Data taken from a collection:
* begin *
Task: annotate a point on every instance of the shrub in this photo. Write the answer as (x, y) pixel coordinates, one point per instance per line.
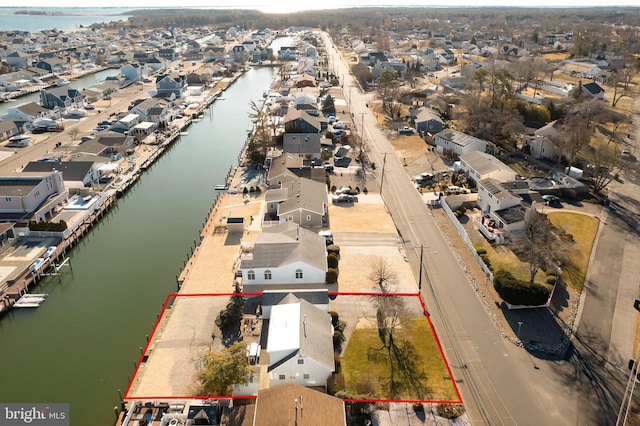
(333, 248)
(334, 318)
(331, 276)
(449, 411)
(518, 292)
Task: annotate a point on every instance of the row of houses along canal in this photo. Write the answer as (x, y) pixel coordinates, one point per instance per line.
(81, 345)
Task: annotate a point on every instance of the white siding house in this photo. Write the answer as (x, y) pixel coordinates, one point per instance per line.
(480, 165)
(285, 254)
(453, 142)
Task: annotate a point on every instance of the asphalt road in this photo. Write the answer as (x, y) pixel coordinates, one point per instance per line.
(500, 384)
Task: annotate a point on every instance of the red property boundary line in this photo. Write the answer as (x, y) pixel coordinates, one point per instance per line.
(256, 294)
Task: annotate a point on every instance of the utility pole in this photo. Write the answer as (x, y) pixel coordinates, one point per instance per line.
(384, 161)
(420, 275)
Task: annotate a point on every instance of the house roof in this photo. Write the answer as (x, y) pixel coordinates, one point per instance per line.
(284, 244)
(458, 138)
(301, 143)
(295, 114)
(71, 170)
(300, 328)
(485, 163)
(549, 129)
(593, 88)
(304, 195)
(496, 189)
(427, 114)
(276, 406)
(274, 297)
* end *
Instructions to follow — Can you repeat all of the items above with "pixel coordinates" replaced by "image coordinates" throughout, changing nothing else and omitting the pictures?

Solution for this exercise —
Task: annotate a point on every instance of the shrub in this photo. Write the answer as (x, y) image coordinates, one point per instance per line.
(333, 248)
(334, 318)
(331, 276)
(449, 411)
(518, 292)
Task: annotate a point on every instance of the row of houses along canal in this photo. Write the answer as (x, y) image coordinates, one point per instance per line.
(81, 345)
Task: annotate a point on every instance of the white siding house in this photo. Write the answer as (x, y) image coordinates, one point per instance per line.
(480, 165)
(285, 254)
(453, 142)
Task: annotate a point on every instance of the asphalt road in this photo. Write the answer as (x, y) image coordinates, one point per instance per line.
(500, 384)
Task: annotate a point on every instance of the red property boundary line in this photo. Write the answer as (x, y) image coordinates, one point per instance per line.
(256, 294)
Task: annotate a point on every instance of the utility pole in this photo. Write the answer as (x, y) image coordinates, one point per instance per line.
(384, 161)
(420, 275)
Task: annotate a point on every instance of the house roof in this photo. Write the answer as (x, y) image coordinates, one point per instance per line.
(284, 244)
(458, 138)
(301, 143)
(295, 114)
(71, 170)
(300, 328)
(485, 163)
(549, 129)
(593, 88)
(304, 195)
(496, 189)
(427, 114)
(276, 406)
(274, 297)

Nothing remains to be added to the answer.